## [Task brief]
The line containing "Find horse's head." and every line after it, through the last line of the records, are to be transcribed exactly, and nothing else.

== Segment start ==

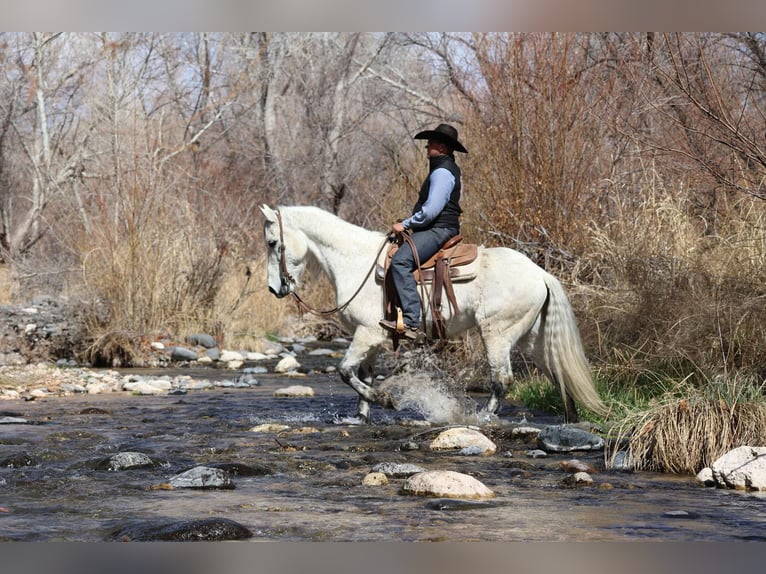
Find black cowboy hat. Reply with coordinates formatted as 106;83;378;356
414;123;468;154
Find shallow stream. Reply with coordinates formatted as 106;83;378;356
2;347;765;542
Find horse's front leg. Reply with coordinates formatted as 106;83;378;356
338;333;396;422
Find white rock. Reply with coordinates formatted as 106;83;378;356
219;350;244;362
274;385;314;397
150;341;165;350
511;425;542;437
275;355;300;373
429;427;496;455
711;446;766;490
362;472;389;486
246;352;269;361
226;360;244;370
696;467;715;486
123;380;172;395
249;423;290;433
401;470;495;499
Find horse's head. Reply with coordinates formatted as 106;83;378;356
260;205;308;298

== Segment end ==

## [Solution to this task]
Find horse's head. Reply with coordinates formatted as 106;83;378;356
260;205;308;298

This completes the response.